КОРОТКОЕ ЗАДАНИЕ 1:
Объясните по исходному отрывку, почему именно 1922 год показал, что в предшествующее пятилетие стихов сочинялось много.

А между тем поэты всех направлений, всех прежде существовавших и зарождавшихся тогда «школ», продолжали писать и писать усердно, и к ним присоединялись все новые и новые отряды молодых дебютантов. Полки шкапов даже Госиздата загромождались купленными рукописями стихов, хотя авторы их и предупреждались, что издание стихов может пойти лишь в последнюю очередь. Во все учреждения, связанные с литературой, как Пролеткульты, отделы Лито Наркомпроса и др. издательские отделы всех ведомств, даже Наркомзема, редакции всевозможных, хотя бы технических, временников, правления театров и тому под., - всюду почта заносила тетради со стихами. Сколько таких тетрадок, тем или иным путем, попадало в руки любого, сколько-нибудь заметного писателя! Где только открывалась «литературная студия», – а одно время открывалось их довольно много, – тотчас ее заполняли начинающие стихотворцы. И 1922 год, когда началось спешное отпечатывание всего написанного в предшествующие годы, – этот 22 год доказал, что действительно много сочинялось стихов в то пятилетие, когда русская поэзия, казалось, в ее целом безмолвствует!

КОРОТКОЕ ЗАДАНИЕ 2:
Сколько строк в исходных данных содержат строку «leaf»? Регистр учитывается, в ответе укажите только число.

Строки из набора данных:
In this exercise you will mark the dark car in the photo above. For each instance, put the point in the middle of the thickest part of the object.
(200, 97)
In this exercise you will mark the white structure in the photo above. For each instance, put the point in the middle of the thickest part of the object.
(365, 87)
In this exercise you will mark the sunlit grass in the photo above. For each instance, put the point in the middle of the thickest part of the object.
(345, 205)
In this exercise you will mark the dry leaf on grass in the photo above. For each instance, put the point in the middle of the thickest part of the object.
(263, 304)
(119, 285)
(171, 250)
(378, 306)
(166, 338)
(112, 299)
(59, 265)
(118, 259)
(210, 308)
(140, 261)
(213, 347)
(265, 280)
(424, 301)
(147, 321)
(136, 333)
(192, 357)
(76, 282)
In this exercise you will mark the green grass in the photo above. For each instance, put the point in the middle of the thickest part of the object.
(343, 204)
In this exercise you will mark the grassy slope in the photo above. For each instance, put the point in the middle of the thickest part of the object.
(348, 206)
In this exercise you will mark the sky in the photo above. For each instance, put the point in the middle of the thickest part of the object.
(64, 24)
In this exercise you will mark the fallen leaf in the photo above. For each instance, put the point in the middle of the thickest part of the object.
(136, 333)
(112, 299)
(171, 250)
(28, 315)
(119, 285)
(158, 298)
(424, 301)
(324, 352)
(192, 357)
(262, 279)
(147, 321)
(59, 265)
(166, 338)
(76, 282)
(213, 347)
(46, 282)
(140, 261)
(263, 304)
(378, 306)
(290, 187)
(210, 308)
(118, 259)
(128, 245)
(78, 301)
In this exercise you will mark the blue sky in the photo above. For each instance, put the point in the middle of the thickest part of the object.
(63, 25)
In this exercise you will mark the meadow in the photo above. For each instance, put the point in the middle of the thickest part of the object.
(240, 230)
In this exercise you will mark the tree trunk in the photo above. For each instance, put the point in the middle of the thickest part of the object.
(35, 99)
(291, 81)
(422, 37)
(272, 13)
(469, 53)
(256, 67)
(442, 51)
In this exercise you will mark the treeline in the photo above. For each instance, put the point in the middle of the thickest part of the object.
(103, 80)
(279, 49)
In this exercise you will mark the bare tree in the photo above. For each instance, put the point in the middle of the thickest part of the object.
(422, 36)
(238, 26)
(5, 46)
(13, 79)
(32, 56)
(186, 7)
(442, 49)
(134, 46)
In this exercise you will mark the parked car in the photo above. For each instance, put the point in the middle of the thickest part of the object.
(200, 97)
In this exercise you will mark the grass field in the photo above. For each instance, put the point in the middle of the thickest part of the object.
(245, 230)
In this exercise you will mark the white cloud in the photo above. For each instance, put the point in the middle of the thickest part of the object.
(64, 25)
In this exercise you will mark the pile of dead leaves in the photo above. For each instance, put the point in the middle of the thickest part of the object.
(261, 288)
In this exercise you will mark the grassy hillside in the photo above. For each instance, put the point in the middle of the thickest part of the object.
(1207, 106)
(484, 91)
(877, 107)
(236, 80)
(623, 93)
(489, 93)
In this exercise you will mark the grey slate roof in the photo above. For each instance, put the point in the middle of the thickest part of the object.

РЕЗУЛЬТАТ 1:
В 1922 году началось спешное отпечатывание всего, что было написано в предшествующие годы. Это и доказало, что стихов в то пятилетие действительно сочинялось много, хотя русская поэзия в целом, казалось, безмолвствовала.

РЕЗУЛЬТАТ 2:
2